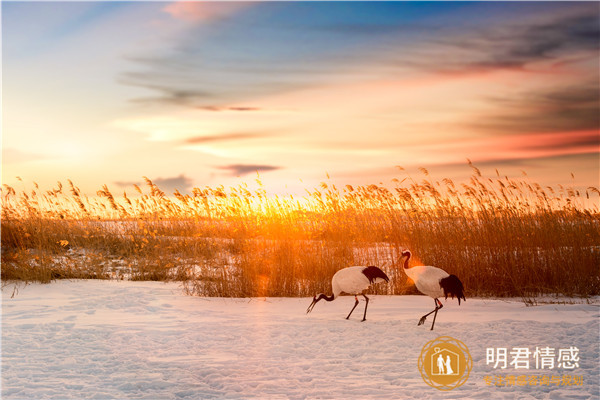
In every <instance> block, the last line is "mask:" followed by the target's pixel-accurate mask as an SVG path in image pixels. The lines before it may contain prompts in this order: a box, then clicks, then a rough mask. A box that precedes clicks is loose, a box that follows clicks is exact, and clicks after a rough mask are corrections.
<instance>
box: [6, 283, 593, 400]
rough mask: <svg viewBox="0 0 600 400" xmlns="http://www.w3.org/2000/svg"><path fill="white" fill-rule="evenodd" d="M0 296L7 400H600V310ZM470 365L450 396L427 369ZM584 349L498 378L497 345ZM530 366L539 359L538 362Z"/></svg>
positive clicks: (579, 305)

----

The records shown above are to be repeated exactly, with the pictures left out.

In every <instance> block, the last line is "mask:" followed by the target's pixel-accurate mask as an SVG path in image pixels. The lines before it may contain prompts in this order: a box, then clicks, then a rough mask. A box that precedes clicks is loose, a box that follows clicks is exact, and clicks after a rough mask are corrections.
<instance>
box: [6, 283, 593, 400]
rough mask: <svg viewBox="0 0 600 400" xmlns="http://www.w3.org/2000/svg"><path fill="white" fill-rule="evenodd" d="M0 296L7 400H600V310ZM470 365L450 396L427 369ZM584 349L498 378L497 345ZM530 366L539 359L538 362Z"/></svg>
positive clicks: (579, 305)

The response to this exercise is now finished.